Selected excerpt
§

This reflection was written before Election Day, before it was announced that Donald J. Trump was, in fact, President Elect. In the weeks following the election, activists throughout the country have organized to push back on the policies of a forthcoming Trump White House. In these days, may Monse’s words serve as a call to action.
By Monse Ramirez
“Mexicans are criminals”
In December, 15 years ago I became a criminal … A six year old child uprooted from her soil. I boarded that plane with the passport of another child, accompanied by a woman, the child’s mother, not my own. “If they ask you, tell them I’m your mother.” Tears still in my eyes, mourning the loved ones left behind.
The plane flew far away from the only place I had ever known, the very place that I took my first steps, the first place that my heart learned to love. I said goodbye to my Mexico. We flew over that roaring river. The river that is witness to the last breaths of the ones who try to conquer it. The river that uproots the trees on its river bank and with those trees, the secrets of stolen innocence.
An Immigrant at a Trump Rally
“Make America Great Again”
Even before I even got to the event, I could see the anger in the Trump supporters’ eyes, as they looked at me–a brown girl holding a sign that read “Immigrants Make America Great.” While attempting to cross the street I quickly learned about Trump’s hate first hand. An older woman nearly ran me over, while others yelled “Trump for President!” Men in large pick-up trucks revved their engines as I cautiously walked by. Standing there with my people in front of the venue was so scary. The comments of the Trump supporters will forever stay with me because I had never experienced that much hate directed towards me. The hate was plain to see. One woman looked me up and down as if I had a disease. I held back the tears, the very same tears that I’ve had to hold back when I heard “This is America, speak English” Walking through the crowd, I was pushed as if I were nothing.

§

Task list
**a.** Answer each question from the reflection:
(i) How old was the writer when boarding the plane that left Mexico?
(ii) What did the sign the writer held at the Trump rally say?
(iii) What did an older woman nearly do to the writer while the writer was trying to cross the street?
**b.** Copy the passage of the reflection word for word, starting with "In December, 15" and going on through "ones left behind.".
Rely only on the reflection for these answers.

Extracted information
§

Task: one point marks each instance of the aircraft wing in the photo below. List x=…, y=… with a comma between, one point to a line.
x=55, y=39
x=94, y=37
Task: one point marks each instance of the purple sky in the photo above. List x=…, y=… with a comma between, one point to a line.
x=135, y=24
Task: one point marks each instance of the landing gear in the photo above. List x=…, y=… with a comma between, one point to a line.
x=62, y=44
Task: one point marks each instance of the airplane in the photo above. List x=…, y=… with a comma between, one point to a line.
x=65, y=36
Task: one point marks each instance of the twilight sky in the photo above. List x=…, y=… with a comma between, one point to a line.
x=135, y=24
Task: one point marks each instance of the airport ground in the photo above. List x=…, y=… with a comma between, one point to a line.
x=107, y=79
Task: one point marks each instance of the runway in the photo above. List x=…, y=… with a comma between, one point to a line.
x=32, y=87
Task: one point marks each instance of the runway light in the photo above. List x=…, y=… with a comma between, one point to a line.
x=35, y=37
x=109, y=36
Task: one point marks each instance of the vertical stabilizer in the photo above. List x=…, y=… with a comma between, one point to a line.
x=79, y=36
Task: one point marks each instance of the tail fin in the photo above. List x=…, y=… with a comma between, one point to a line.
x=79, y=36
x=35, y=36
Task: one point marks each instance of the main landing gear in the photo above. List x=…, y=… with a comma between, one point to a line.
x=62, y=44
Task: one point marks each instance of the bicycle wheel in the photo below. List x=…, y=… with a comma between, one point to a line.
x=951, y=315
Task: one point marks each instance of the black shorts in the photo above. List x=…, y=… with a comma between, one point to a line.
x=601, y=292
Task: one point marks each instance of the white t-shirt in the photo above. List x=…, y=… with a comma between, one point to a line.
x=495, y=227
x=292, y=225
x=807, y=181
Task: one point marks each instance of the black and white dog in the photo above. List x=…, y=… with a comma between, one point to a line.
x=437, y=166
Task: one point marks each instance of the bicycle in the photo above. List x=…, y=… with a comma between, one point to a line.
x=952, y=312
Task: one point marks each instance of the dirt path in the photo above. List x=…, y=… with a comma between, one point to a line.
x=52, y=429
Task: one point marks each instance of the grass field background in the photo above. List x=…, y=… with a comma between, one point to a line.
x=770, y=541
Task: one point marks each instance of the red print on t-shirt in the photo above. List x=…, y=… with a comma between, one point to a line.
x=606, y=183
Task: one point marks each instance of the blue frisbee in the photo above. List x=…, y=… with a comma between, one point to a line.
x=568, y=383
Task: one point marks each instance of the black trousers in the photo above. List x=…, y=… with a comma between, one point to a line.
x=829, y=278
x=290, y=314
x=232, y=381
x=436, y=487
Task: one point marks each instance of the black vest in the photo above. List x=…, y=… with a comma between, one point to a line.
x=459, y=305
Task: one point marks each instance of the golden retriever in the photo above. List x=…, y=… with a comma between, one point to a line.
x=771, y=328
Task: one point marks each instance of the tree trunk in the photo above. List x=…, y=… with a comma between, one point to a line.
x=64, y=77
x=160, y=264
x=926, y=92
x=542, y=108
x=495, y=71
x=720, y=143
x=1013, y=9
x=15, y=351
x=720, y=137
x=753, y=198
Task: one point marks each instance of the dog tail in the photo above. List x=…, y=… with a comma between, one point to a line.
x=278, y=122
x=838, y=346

§

Solutions
**a.**
(i) Six years old.
(ii) "Immigrants Make America Great."
(iii) She nearly ran the writer over.

**b.**
In December, 15 years ago I became a criminal … A six year old child uprooted from her soil. I boarded that plane with the passport of another child, accompanied by a woman, the child’s mother, not my own. “If they ask you, tell them I’m your mother.” Tears still in my eyes, mourning the loved ones left behind.